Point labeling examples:
==*==

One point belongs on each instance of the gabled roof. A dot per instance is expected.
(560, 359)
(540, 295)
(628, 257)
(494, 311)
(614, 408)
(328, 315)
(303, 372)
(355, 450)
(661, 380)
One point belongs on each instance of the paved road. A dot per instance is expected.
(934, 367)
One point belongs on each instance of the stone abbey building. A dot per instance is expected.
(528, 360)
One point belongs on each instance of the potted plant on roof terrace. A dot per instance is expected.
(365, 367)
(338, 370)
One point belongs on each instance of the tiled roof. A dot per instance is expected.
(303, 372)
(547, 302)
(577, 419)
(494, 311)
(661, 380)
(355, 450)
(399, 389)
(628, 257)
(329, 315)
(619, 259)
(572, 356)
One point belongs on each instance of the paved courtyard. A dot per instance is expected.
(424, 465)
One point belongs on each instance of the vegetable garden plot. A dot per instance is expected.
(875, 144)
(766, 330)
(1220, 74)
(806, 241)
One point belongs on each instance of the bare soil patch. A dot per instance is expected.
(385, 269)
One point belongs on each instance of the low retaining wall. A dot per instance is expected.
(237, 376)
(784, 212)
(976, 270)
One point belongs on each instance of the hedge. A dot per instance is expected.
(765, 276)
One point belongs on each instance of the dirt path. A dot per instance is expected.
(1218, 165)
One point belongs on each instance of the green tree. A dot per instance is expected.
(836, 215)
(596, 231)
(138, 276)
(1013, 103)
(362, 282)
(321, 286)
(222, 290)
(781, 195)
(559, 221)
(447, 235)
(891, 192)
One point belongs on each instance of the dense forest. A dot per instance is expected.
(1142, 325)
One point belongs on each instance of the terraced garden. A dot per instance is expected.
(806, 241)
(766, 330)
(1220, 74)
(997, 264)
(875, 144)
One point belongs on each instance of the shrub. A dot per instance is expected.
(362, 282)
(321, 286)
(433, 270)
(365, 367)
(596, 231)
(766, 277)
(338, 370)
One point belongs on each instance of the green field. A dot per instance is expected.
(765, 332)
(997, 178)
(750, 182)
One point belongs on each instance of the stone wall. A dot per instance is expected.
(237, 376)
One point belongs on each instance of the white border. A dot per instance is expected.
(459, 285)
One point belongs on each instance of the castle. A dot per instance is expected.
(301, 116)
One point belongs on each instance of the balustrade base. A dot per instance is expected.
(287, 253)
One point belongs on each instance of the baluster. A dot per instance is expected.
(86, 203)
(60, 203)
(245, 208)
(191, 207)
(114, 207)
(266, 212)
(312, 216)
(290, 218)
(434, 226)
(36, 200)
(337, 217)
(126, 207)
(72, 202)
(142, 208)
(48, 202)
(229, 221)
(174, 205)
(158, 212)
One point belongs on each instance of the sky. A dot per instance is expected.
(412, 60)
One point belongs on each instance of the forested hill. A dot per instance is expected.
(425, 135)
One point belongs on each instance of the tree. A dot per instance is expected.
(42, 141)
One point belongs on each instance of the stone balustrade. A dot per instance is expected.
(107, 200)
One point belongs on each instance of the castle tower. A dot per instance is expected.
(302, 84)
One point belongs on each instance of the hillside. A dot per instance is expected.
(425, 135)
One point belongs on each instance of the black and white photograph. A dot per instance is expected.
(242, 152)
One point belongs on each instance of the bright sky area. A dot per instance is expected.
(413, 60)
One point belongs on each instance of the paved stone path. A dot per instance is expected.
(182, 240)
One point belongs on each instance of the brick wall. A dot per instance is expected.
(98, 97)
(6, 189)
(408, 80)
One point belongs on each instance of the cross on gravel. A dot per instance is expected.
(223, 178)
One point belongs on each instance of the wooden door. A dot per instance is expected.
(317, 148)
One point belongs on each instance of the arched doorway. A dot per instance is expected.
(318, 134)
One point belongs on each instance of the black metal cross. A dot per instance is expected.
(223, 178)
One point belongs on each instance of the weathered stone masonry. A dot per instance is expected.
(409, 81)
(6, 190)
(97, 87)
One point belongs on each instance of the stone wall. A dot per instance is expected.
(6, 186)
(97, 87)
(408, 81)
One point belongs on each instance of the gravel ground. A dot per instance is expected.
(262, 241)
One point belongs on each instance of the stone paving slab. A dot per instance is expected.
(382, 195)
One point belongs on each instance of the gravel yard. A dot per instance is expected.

==*==

The task: Output all preceding records character for character.

Answer to the exercise:
One point belongs on each instance of the gabled roof. A dot per instance is expected.
(560, 359)
(540, 295)
(628, 257)
(494, 311)
(614, 408)
(328, 315)
(303, 372)
(355, 450)
(661, 380)
One point belongs on each instance of the paved road. A dot per instance is expected.
(934, 367)
One point belongs on each instance of the stone abbey building. A dot per instance is expected.
(528, 360)
One point belongs on each instance of the potted plant on roof terrace. A dot per instance is expected.
(365, 367)
(338, 370)
One point belongs on each instance of the tiled roof. A dot per instance is expected.
(303, 372)
(547, 302)
(577, 419)
(494, 311)
(661, 380)
(355, 450)
(399, 389)
(628, 257)
(329, 315)
(619, 259)
(572, 356)
One point belongs on each instance of the paved courtyard. A dot per instance is expected.
(424, 465)
One point belongs on each instance of the vegetable garden plot. A dot per instance is expected.
(875, 144)
(766, 330)
(1220, 74)
(806, 241)
One point belongs on each instance of the bare soil patch. A dot per instance is expected.
(385, 269)
One point belongs on each instance of the low retaining wall. A dot per instance is expected.
(237, 376)
(784, 212)
(976, 270)
One point belongs on each instance of the hedge. A dot per instance is expected.
(765, 276)
One point belongs on each instance of the dirt path. A dot per instance is expected.
(1218, 165)
One point belongs on each instance of the green tree. A dot per instance is expected.
(836, 215)
(596, 231)
(138, 276)
(1013, 103)
(362, 282)
(321, 286)
(222, 290)
(781, 195)
(559, 221)
(447, 235)
(891, 192)
One point belongs on each instance of the dense forest. A dot per instance is expected.
(1142, 325)
One point belongs on each instance of the terraced garden. A dot per instance is expected.
(806, 241)
(766, 330)
(1220, 74)
(997, 264)
(875, 144)
One point belongs on each instance of the shrub. A dot per instance is expected.
(362, 282)
(321, 286)
(433, 270)
(365, 367)
(596, 231)
(766, 277)
(338, 370)
One point belongs on each instance of the green field. A dot per instance is expected.
(765, 332)
(997, 178)
(750, 182)
One point belongs on each instance of the stone wall. A dot per instance is expected.
(237, 376)
One point belongs on each instance of the white border. A dot per instance is expected.
(459, 285)
One point belongs on each instance of the castle. A dot per instance is expected.
(301, 116)
One point belongs on each instance of the balustrade base. A dot per instance is expected.
(287, 253)
One point belongs on each instance of the baluster. A dot per instance is expected.
(86, 203)
(60, 203)
(245, 208)
(191, 207)
(114, 207)
(266, 212)
(312, 216)
(290, 218)
(434, 226)
(36, 200)
(337, 217)
(126, 207)
(72, 202)
(142, 208)
(48, 202)
(229, 221)
(174, 205)
(158, 212)
One point belongs on each instance of the sky. A dot per instance is expected.
(412, 60)
One point belongs on each instance of the forested hill. A dot per instance is expected.
(425, 135)
One point belongs on each instance of the tree. A dot per instance is expected.
(42, 141)
One point belongs on each instance of the stone balustrade. A dot per instance is expected.
(107, 200)
One point belongs on each instance of the castle tower. A dot per instance is expected.
(302, 84)
One point belongs on each instance of the hillside. A dot per instance is expected.
(425, 135)
One point belongs on each instance of the black and white photograph. A dot per instance is expected.
(242, 152)
One point belongs on each instance of the bright sky area. A dot per instance is expected.
(413, 60)
One point belongs on each instance of the paved stone path. A dot per instance is expected.
(182, 240)
One point belongs on each instance of the brick wall. A dot per instance is expected.
(98, 97)
(6, 189)
(408, 80)
One point belongs on each instance of the cross on gravel. A dot per instance is expected.
(223, 178)
One point belongs on each instance of the wooden door. A dot per instance is expected.
(317, 148)
One point belongs on each instance of the arched doorway. A dot per instance is expected.
(318, 134)
One point belongs on each instance of the black metal cross. A dot per instance is expected.
(223, 178)
One point belongs on each instance of the weathered stone masonry. A dot per instance is expected.
(409, 81)
(6, 190)
(97, 87)
One point belongs on each instance of the stone wall. A dot per instance is expected.
(6, 186)
(97, 87)
(408, 81)
One point belongs on each instance of the gravel ground. A dot per instance is expected.
(262, 241)
One point belongs on each instance of the stone paving slab. A dot per instance is expected.
(382, 195)
One point belongs on each instance of the gravel yard. A dot per instance is expected.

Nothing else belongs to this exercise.